# Исходный текст:
----
Ich bin allein (их бин аллейн).


   И тут «аллейн» связано с «ейн».


 
   Наше же «мы одни», если его прямо перевести на эти языки, покажется французу или англичанину просто немыслимым[117].
   Невольно вспомнишь слова знаменитого французского писателя П. Мериме:

 

   «Русскому языку достаточно одного слова, чтобы соединить в нем множество мыслей, для выражения которых другими языками потребовались бы длиннейшие предложения…»


 
   Следующее числительное – «три» – уже совершенно не изменяется по родам; идет ли речь о трактористах, доярках или полях, мы одинаково скажем о них – «три»[118]. И, собственно, это как раз неудивительно: так именно ведут себя и все остальные числительные – «пять», «восемь», вплоть до «двадцати».
   Однако тут-то и всплывает вновь то странное расхождение, с которого мы начали эту главу.
   Мы говорим:

 

   один цыпленок


   5, 6, 20, 100, 10 000 007 цыплят


   Но: 2, 3, 4, 33, 1234 цыпленка


 

   одна кисть


   8, 17, 2937 кистей


   2, 3, 4 кисти


 

   одно поле


   5, 70, 1100 полей


   2, 4, 723 поля


 
   В чем дело? А в том, что тут в левом столбце перед вами именительный падеж единственного числа, в среднем – родительный множественного, а вот в правом – как раз тот загадочный падеж числа неведомого: «2 рядА, 3 часА…»
   В языке ничто или почти ничто не случается просто так, без причины. Если из всех числительных «два», «три», «четыре» ведут себя резко отлично от остальных, это что-нибудь да обозначает.
----
# Что сделать:
1: Ответьте по тексту о числительных:
(a) Какое наше выражение, если его прямо перевести, покажется французу или англичанину немыслимым?
(b) Какой падеж, по словам текста, стоит в среднем столбце?
(c) Какие числительные ведут себя резко отлично от остальных?
2: Выведите нумерованным списком всё от начала записей вплоть до строки с «137,1 -> 342,78», обе границы включительно, без пустых строк.
----
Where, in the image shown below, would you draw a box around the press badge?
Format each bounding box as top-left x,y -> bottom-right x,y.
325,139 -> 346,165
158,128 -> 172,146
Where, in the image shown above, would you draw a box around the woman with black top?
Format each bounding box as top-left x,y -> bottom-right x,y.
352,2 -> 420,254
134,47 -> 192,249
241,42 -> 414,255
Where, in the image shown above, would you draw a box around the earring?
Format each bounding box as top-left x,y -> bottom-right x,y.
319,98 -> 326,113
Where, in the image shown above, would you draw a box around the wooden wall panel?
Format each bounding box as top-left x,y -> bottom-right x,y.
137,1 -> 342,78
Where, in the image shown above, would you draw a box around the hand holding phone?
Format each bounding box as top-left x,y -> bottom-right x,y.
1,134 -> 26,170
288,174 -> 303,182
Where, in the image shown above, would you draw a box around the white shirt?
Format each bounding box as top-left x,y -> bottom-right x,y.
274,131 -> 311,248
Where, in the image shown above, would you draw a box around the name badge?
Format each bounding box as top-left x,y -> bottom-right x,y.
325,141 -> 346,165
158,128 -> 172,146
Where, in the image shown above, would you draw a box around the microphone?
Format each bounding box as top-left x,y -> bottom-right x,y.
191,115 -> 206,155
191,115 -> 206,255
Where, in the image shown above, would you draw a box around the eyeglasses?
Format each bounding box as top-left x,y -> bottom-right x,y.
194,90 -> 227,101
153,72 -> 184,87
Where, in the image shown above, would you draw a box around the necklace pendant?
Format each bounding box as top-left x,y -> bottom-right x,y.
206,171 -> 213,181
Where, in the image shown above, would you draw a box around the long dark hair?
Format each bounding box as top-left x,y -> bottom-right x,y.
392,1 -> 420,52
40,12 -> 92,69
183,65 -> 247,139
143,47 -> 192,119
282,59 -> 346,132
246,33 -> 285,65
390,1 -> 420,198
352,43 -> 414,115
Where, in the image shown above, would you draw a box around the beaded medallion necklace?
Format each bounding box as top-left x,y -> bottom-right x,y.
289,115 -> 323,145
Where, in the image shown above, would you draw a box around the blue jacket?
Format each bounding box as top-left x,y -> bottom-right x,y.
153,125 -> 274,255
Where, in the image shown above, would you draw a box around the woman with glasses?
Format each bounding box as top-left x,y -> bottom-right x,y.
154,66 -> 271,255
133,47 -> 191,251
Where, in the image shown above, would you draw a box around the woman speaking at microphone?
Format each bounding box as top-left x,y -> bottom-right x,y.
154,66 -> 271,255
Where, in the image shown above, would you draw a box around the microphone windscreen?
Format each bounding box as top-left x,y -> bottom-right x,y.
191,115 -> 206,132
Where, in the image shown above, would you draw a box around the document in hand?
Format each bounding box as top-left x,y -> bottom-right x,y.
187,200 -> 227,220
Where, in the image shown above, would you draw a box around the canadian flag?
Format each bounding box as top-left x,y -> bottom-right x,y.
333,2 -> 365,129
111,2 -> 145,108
----
# Ответы к заданиям:
1:
(a) «Мы одни».
(b) Родительный падеж множественного числа.
(c) «Два», «три», «четыре».

2:
1. Where, in the image shown below, would you draw a box around the press badge?
2. Format each bounding box as top-left x,y -> bottom-right x,y.
3. 325,139 -> 346,165
4. 158,128 -> 172,146
5. Where, in the image shown above, would you draw a box around the woman with black top?
6. Format each bounding box as top-left x,y -> bottom-right x,y.
7. 352,2 -> 420,254
8. 134,47 -> 192,249
9. 241,42 -> 414,255
10. Where, in the image shown above, would you draw a box around the earring?
11. Format each bounding box as top-left x,y -> bottom-right x,y.
12. 319,98 -> 326,113
13. Where, in the image shown above, would you draw a box around the wooden wall panel?
14. Format each bounding box as top-left x,y -> bottom-right x,y.
15. 137,1 -> 342,78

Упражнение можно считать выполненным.